[WHAT IS NEEDED] Set out the lines below as a numbered list, omitting any blank lines and leaving out the pictures.
··· PROVIDED MATERIAL
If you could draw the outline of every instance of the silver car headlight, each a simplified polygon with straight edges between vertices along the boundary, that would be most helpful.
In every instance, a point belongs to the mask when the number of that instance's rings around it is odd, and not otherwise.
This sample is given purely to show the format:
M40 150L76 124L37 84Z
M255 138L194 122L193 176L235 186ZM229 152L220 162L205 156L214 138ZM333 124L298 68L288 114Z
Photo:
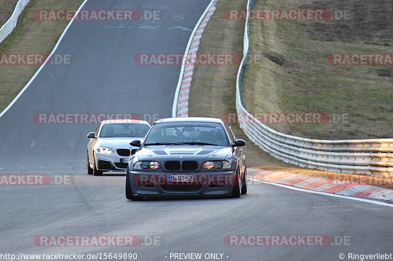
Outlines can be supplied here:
······
[FINAL ANSWER]
1. If you could draw the outline of every instance of the silver car headlight, each a simplified polygon with straight edges between vertices along the boundary, that would be most helpful.
2. In every instance, a point belongs to the mask when the number of that instance's rings around it is odd, and not otherwise.
3. This sample is given purely to show the format:
4. M40 150L76 124L37 84Z
5. M255 138L194 122L193 176L235 186ZM229 152L220 162L205 156L214 138ZM333 124L298 68L288 114Z
6. Photo:
7. Outlines can be supplied here:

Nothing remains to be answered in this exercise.